Text ->
The Firm’s procedures for dealing with specific conflicts of interest are found in Section 3 of this Code covering Personal Securities Transactions, and in the Firm’s Compliance Manual and corresponding policies and procedures, referenced herein, which have been designed specifically to address potential and actual conflicts of interests.

4.2 – Compliance with Legal and Regulatory Requirements

Supervised Persons are not permitted, in connection with the purchase or sale, directly or indirectly, of a security held or to be acquired (as defined in Section 4.4) by the Firm’s clients:

 

  1.

To employ any device, scheme or artifice to defraud any client or prospective client;

 

  2.

May not knowingly make any untrue statement of material fact, or omit a statement of material fact, that is deemed necessary in making financial decisions, that would be misleading;

 

  3.

To engage in any act, practice or course of business which operates or would operate as a fraud or deceit upon such client;

 

  4.

To engage in any manipulative practice with respect to such client; or

 

  5.

To engage in any manipulative practice with respect to securities transactions, including but not limited to, price manipulation.

Supervised Persons must comply with applicable federal securities laws and other federal and state laws including, but not limited to:

 

   

Investment Advisers Act of 1940

 

   

Investment Company Act of 1940

 

   

Gramm-Leach-Bliley Act of 2002 (Title V)

Given data ->
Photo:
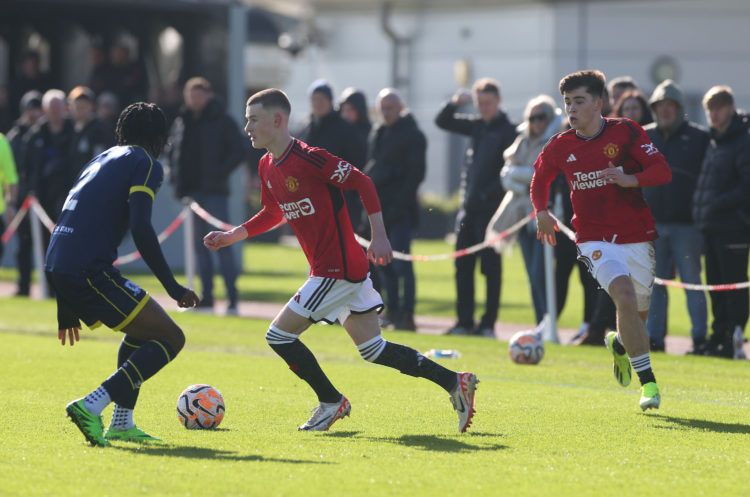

Problems to work on ->
(A) For each statement, answer yes or no according to the code excerpt and quote its deciding words: (i) The Firm's procedures for specific conflicts of interest appear in Section 3 of the Code. (ii) The listed prohibitions cover only securities that the Firm's clients already hold. (iii) The Investment Company Act of 1940 is one of the laws Supervised Persons must comply with.
(B) Reproduce the part of the code excerpt that begins at the words "To engage in any act, practice" and stops after "to, price manipulation.".

Results of the exercise ->
(A)
(i) Yes: "are found in Section 3 of this Code covering Personal Securities Transactions"
(ii) No: "a security held or to be acquired (as defined in Section 4.4) by the Firm’s clients"
(iii) Yes: "Investment Company Act of 1940"

(B)
To engage in any act, practice or course of business which operates or would operate as a fraud or deceit upon such client;

 

  4.

To engage in any manipulative practice with respect to such client; or

 

  5.

To engage in any manipulative practice with respect to securities transactions, including but not limited to, price manipulation.